▶ [BRIEF]:
Copy the forum thread about drinking IPAs fresh word for word, from "If you brew" through "every year now.".

At a club function recently a friend and fellow brewer brought a bottle of Hopslam that he had left.  Nothing like the Hopslam I had in January.

Plus, the last 120 Minute I had was so cloyingly sweet, I vowed never to pay the $10 / bottle again for this reason.  I assume this was not a bottle from this year.

Lastly, this sounds like sacrilege, another friend invited us over for dinner and had a bottle of Pliny, that had been bottled about 9-10 months prior.  Honestly, nothing if not terrible, knowing how it should taste, that is.

The main reason I wanted to share this with everyone is to spread the word, Drink your IPA's fresh!  I consider all the above beers in my favorite IPA's category, but time is only detrimental to them and other IPA's.
Title: Re: Drink IPA's Fresh!
Post by: euge on November 26, 2012, 11:39:09 PM
I agree!

There is a notion that one must age their "IPA's" to mimic the "conditions" faced on a long voyage to India... If so slosh your beers constantly for a couple months too.

Hops and higher levels of alcohol definitely have an antiseptic effect on beer however one is gonna lose that particular hop quality over time. In fact I think it is inversely proportional like so many other things in this universe. Age for two months and your beer is 1/4 as hoppy as it was at one month. At the very least it has lost 1/2 of it's hoppy character. Extrapolate this over the course of a year and beyond.

I like fresh unpasteurized beer. IMO the hop quality reveals itself magnificently as early as 2 weeks and most certainly at one month.

On the flipside beers with a darkly roasted malt character seem to benefit from some extended conditioning. So balancing the two is idiosyncratic but this is part of the art of brewing and cellaring.
Title: Re: Drink IPA's Fresh!
Post by: udubdawg on November 27, 2012, 12:23:49 AM
I love IPA like few other things in this world.  However I don't brew it as often as this level of passion would indicate.  I simply hate losing my hop aroma when the batch is half gone.

made an exception this year, and brewed 4 IPAs at once.  Entered best two in FOAM Cup; each took Silver in 14B and 14C.  Now I'm just frantically drinking them before they fade.  woe is me.   ;D

cheers--
--Michael
Title: Drink IPA's Fresh!
Post by: In The Sand on November 27, 2012, 01:23:13 AM
I love IPA like few other things in this world.  However I don't brew it as often as this level of passion would indicate.  I simply hate losing my hop aroma when the batch is half gone.

made an exception this year, and brewed 4 IPAs at once.  Entered best two in FOAM Cup; each took Silver in 14B and 14C.  Now I'm just frantically drinking them before they fade.  woe is me.   ;D

cheers--
--Michael

You can send me some if you need help.
Title: Re: Drink IPA's Fresh!
Post by: hopfenundmalz on November 27, 2012, 01:49:23 AM
I agree that American IPAs need to be consumed fresh.

If you brew a British IPA with a large charge of EKG (at least a pound for 10 gallons), Maris Otter, highly sulfate water, and British Ale yeast, it is harsh and unpleasant when young. Let it sit in the cellar for 6 to 10 months and it becomes a thing of beauty. You can then dry hop to get the fresh hop aroma. It has become something I do every year now.

▶ [PROVIDED DATA]:
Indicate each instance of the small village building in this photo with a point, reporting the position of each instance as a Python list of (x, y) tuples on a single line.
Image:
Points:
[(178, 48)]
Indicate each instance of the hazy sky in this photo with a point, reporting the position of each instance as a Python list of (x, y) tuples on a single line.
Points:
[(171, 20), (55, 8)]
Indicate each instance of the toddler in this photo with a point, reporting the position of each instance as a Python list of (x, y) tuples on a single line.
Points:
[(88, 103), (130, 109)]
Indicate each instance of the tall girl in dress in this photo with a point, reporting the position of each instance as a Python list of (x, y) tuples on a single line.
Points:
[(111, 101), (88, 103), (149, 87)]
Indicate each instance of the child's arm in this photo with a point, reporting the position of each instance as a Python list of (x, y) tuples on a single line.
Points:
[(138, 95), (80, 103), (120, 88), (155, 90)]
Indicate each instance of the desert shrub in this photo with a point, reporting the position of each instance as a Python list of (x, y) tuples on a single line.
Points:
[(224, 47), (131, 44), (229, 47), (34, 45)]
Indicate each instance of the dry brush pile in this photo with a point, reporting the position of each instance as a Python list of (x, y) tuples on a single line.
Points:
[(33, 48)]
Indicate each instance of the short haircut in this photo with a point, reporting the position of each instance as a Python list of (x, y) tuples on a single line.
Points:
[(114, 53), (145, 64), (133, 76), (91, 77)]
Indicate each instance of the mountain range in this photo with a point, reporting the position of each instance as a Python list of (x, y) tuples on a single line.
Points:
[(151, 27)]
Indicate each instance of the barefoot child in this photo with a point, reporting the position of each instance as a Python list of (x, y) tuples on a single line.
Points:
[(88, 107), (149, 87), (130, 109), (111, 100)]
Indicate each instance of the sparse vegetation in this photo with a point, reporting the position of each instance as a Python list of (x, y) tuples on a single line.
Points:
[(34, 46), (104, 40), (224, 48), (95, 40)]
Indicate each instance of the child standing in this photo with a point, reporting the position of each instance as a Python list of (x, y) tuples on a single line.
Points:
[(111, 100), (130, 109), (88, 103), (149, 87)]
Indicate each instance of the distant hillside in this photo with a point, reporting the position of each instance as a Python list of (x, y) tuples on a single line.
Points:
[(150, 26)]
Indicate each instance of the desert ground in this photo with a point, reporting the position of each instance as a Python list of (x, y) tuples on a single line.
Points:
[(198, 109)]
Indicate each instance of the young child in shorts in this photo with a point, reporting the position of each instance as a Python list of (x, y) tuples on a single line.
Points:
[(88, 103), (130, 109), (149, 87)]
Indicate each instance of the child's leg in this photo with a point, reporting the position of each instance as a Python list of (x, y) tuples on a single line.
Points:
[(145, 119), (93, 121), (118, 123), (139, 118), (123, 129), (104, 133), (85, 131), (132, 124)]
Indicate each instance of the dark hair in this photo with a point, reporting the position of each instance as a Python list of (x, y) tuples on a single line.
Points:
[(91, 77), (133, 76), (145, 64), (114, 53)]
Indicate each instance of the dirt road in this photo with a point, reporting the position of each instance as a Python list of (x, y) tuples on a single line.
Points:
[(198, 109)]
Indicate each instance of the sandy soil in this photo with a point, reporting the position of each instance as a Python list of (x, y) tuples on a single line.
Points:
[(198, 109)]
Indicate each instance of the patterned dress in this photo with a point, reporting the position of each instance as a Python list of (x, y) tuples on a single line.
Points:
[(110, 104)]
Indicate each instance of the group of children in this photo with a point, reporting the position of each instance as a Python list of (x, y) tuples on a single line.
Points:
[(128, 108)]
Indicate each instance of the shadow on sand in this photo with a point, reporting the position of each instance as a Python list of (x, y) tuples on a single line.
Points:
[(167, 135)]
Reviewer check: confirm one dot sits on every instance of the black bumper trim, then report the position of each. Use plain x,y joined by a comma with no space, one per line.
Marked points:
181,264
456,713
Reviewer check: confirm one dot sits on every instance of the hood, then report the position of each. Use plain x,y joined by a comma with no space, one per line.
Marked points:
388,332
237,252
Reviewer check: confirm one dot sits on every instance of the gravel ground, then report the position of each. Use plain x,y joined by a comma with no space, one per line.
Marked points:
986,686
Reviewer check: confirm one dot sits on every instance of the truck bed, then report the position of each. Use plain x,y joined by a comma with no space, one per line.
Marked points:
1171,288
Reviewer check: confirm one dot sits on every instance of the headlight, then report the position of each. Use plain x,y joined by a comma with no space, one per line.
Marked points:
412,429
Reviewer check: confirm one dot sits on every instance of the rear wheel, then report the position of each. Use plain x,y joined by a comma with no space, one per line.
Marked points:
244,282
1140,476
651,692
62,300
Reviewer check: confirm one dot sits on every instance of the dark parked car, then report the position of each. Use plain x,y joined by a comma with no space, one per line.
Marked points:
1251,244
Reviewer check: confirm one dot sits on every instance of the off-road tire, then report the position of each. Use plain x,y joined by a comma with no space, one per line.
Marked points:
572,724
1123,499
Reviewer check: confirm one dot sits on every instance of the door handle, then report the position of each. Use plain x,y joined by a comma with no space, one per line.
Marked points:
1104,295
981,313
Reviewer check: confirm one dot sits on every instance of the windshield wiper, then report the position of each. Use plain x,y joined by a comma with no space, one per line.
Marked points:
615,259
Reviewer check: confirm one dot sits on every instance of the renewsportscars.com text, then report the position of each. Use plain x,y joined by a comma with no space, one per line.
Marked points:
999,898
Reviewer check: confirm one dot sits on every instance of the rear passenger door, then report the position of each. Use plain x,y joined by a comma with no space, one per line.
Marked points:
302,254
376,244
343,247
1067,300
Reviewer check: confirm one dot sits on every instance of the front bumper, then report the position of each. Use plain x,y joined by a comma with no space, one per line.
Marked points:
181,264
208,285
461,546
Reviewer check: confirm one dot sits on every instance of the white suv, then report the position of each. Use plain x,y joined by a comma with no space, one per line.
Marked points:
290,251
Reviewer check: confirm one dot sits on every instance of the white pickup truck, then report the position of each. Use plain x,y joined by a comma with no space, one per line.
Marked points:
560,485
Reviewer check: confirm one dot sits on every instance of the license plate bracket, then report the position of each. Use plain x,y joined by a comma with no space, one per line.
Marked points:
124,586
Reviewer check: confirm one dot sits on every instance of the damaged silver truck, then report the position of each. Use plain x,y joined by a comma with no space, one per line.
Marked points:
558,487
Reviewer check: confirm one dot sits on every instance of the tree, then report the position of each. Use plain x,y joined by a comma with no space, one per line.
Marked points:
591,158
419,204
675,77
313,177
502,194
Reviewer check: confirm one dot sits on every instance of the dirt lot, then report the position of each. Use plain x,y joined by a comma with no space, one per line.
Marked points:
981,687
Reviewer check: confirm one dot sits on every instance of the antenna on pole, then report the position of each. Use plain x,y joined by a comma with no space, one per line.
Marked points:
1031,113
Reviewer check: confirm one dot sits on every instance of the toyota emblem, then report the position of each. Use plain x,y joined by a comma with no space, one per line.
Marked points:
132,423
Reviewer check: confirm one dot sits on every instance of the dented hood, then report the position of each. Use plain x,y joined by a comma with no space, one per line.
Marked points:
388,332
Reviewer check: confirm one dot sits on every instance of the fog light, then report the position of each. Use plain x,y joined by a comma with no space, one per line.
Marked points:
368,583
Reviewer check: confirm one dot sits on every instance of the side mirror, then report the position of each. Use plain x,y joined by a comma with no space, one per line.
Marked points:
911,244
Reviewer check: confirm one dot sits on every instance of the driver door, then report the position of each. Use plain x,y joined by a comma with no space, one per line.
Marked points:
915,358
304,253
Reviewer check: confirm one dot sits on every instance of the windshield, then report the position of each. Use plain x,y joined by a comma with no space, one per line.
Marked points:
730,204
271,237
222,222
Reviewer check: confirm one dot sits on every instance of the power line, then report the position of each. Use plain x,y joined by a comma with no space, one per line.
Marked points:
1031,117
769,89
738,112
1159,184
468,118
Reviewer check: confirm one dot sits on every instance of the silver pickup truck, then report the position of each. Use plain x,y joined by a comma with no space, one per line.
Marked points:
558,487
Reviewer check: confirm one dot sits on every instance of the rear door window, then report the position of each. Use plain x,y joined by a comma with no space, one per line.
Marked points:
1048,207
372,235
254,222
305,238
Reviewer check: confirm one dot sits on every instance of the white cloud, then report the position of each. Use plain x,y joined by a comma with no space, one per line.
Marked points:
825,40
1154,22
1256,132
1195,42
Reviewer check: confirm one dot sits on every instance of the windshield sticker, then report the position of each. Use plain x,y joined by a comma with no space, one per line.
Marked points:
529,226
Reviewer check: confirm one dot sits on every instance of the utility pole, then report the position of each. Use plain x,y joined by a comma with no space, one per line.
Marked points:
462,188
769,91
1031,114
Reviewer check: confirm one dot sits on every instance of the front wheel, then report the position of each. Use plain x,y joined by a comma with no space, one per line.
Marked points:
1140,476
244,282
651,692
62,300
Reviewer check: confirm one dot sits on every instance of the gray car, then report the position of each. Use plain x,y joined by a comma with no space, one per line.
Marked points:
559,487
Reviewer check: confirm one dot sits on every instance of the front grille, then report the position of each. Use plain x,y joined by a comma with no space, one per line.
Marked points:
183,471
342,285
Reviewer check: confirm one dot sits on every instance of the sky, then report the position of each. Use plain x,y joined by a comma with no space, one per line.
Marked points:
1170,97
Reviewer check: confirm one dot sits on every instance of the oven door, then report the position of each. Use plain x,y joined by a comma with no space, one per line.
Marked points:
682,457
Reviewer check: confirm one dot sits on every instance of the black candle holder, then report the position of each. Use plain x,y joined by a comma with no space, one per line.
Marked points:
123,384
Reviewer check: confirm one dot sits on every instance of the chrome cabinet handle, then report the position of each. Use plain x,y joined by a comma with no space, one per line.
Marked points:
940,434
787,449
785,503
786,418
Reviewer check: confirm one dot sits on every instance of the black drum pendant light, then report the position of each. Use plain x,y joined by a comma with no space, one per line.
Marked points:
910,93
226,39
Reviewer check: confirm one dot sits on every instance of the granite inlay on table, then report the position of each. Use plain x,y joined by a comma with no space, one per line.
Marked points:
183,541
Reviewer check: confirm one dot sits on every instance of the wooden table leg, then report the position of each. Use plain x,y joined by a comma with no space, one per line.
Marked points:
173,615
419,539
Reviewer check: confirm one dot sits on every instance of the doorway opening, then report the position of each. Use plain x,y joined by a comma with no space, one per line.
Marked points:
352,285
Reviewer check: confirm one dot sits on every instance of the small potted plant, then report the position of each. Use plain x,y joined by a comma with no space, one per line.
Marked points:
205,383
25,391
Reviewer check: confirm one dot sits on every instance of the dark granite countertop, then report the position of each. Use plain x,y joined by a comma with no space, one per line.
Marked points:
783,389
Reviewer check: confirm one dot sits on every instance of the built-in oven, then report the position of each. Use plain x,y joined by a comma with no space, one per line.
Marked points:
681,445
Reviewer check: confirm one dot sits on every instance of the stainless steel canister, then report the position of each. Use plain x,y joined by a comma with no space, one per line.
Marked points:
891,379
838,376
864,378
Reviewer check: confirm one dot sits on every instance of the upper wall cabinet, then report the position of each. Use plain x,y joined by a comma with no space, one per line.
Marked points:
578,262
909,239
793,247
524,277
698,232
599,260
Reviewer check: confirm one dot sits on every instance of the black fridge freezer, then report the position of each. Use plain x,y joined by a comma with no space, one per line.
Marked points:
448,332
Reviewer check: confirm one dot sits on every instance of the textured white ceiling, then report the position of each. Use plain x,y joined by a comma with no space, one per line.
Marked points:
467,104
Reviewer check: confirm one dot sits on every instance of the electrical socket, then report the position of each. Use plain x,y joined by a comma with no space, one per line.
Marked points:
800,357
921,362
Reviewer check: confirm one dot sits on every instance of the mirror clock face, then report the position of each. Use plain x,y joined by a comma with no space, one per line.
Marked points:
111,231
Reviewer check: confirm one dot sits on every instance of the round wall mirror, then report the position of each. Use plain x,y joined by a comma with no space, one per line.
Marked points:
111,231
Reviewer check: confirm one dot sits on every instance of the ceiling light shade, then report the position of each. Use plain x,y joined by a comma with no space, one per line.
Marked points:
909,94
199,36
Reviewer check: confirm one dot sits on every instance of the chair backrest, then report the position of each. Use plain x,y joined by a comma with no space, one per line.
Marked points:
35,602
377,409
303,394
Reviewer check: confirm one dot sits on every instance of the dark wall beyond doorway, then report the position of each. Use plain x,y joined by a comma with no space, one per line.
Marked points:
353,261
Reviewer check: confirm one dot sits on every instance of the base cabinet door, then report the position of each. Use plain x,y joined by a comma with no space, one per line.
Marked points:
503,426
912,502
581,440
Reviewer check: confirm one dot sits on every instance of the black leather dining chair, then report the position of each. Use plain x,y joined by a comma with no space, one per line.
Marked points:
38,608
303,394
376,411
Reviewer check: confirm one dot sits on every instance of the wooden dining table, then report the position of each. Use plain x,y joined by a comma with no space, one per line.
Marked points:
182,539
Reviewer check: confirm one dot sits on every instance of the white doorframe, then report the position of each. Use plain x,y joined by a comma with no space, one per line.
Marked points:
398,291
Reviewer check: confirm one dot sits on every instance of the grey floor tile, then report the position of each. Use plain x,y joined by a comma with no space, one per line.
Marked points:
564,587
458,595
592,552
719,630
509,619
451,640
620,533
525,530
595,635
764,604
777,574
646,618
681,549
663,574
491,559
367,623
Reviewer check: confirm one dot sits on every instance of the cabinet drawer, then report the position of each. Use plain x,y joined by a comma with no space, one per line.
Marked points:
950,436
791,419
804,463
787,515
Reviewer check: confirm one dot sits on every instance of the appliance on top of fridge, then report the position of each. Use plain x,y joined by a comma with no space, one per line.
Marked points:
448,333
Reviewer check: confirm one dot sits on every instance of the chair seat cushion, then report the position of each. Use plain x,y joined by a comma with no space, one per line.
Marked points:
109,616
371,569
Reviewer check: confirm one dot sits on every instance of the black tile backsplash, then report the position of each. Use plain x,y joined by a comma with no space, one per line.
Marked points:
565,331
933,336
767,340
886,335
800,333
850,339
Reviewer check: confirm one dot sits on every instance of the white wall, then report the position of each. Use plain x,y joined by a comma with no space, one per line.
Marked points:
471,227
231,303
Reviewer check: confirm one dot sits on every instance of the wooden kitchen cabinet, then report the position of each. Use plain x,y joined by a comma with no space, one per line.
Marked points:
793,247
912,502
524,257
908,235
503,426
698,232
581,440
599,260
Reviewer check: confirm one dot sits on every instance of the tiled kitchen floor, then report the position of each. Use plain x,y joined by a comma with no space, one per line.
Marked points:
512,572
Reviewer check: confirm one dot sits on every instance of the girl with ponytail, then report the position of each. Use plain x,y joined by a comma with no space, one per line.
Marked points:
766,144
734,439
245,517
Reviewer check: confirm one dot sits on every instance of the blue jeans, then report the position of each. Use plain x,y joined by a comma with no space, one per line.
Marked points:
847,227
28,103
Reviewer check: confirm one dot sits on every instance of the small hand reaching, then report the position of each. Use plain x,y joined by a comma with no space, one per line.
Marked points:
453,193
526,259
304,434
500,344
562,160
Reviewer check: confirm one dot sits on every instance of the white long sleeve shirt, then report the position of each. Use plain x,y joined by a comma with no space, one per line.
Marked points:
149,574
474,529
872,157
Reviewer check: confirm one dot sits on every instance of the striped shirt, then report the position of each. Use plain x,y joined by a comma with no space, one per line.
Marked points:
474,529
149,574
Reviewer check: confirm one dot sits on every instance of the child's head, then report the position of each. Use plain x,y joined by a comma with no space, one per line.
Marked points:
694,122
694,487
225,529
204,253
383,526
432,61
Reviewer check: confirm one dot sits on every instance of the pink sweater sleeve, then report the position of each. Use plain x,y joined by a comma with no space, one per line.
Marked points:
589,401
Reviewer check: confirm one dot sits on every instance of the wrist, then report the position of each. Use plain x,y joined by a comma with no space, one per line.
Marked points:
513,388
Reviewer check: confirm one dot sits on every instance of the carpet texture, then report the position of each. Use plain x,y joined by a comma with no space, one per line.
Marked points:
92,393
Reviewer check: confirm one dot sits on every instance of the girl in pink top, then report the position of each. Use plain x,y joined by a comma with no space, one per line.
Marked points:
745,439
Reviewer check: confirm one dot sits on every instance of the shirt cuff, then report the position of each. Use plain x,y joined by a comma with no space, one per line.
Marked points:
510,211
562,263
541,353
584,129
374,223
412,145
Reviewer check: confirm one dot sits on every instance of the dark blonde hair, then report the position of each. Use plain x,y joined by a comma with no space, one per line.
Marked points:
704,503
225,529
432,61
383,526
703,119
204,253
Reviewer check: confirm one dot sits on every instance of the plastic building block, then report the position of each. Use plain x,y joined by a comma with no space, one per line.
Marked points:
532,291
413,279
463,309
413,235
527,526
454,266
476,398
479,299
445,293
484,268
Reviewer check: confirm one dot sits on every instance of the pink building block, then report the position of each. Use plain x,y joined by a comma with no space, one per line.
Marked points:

▶ [IN RESPONSE]:
If you brew a British IPA with a large charge of EKG (at least a pound for 10 gallons), Maris Otter, highly sulfate water, and British Ale yeast, it is harsh and unpleasant when young. Let it sit in the cellar for 6 to 10 months and it becomes a thing of beauty. You can then dry hop to get the fresh hop aroma. It has become something I do every year now.